- **EXERCISE BRIEF**: Reproduce the listing below verbatim, line for line and in the same order.

- **MATERIAL SUPPLIED**:
━━━━━━━━━━━━━━━━━━━━
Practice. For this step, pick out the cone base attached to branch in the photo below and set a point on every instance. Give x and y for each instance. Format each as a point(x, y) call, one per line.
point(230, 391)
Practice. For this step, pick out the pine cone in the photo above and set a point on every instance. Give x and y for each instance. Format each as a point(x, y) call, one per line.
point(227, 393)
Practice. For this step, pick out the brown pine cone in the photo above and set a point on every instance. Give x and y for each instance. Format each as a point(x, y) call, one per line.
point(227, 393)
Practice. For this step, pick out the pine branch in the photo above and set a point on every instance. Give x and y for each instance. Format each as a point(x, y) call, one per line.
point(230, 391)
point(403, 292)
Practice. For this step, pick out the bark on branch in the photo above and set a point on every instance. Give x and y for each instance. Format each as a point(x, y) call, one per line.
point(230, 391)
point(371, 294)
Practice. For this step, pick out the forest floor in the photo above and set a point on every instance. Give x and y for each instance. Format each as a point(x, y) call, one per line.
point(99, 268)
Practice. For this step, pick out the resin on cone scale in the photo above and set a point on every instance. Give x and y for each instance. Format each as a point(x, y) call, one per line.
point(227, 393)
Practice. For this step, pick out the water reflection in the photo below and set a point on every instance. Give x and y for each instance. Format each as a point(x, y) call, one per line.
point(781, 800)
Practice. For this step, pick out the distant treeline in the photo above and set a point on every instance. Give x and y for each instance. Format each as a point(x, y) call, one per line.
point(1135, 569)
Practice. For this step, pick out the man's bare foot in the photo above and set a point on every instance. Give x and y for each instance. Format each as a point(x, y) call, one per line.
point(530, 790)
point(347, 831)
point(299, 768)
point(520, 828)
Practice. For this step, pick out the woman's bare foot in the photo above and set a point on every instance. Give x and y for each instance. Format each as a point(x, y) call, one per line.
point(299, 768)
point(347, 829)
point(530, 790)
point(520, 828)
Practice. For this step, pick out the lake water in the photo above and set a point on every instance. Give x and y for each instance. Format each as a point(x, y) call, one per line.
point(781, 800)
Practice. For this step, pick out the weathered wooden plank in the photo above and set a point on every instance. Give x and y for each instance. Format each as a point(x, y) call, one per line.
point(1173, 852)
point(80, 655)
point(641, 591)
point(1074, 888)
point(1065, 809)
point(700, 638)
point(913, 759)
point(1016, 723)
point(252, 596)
━━━━━━━━━━━━━━━━━━━━
- **PROBLEM SOLUTION**:
Practice. For this step, pick out the cone base attached to branch in the photo below and set a point on every instance. Give x and y for each instance. Format each as a point(x, y) call, one per line.
point(230, 391)
Practice. For this step, pick out the pine cone in the photo above and set a point on every instance. Give x and y for each instance. Format each as a point(x, y) call, one per line.
point(227, 393)
Practice. For this step, pick out the brown pine cone in the photo above and set a point on every instance. Give x and y for each instance. Format each as a point(x, y) call, one per line.
point(227, 393)
Practice. For this step, pick out the pine branch in the photo above and set a point on every instance. Give x and y for each instance. Format each as a point(x, y) call, one per line.
point(230, 391)
point(403, 292)
Practice. For this step, pick out the bark on branch in the photo above and set a point on every instance. Give x and y for each instance. Format each as a point(x, y) call, one per line.
point(230, 391)
point(371, 294)
Practice. For this step, pick out the forest floor in the photo above and set a point on every instance. Give x and y for each instance. Format each as a point(x, y) call, one per line.
point(99, 268)
Practice. For this step, pick out the resin on cone scale in the photo above and set a point on every instance. Give x and y for each instance. Format each as a point(x, y) call, one per line.
point(227, 393)
Practice. For this step, pick out the water reflection in the photo below and set a point on every instance. Give x and y for each instance. Format each as a point(x, y) call, one per line.
point(781, 800)
Practice. For this step, pick out the distant treeline in the photo above and set a point on every instance. Give x and y for each instance. Format each as a point(x, y) call, one per line.
point(1135, 569)
Practice. For this step, pick out the man's bare foot in the photo above and set a point on every instance. Give x and y for each instance. Format each as a point(x, y) call, one per line.
point(530, 790)
point(347, 831)
point(299, 768)
point(520, 828)
Practice. For this step, pick out the woman's bare foot in the photo above and set a point on every instance. Give x and y for each instance. Format each as a point(x, y) call, one per line.
point(299, 768)
point(347, 829)
point(530, 790)
point(520, 828)
Practice. For this step, pick out the lake water in the photo above and set a point on every instance. Give x and y for each instance. Format each as a point(x, y) call, one per line.
point(781, 800)
Practice. For this step, pick out the weathered wooden plank in the photo above and set a point on every instance. Give x and y for each instance. Format each as a point(x, y) call, one per line.
point(1173, 852)
point(80, 655)
point(641, 591)
point(1074, 888)
point(1065, 809)
point(700, 638)
point(913, 759)
point(1016, 723)
point(252, 596)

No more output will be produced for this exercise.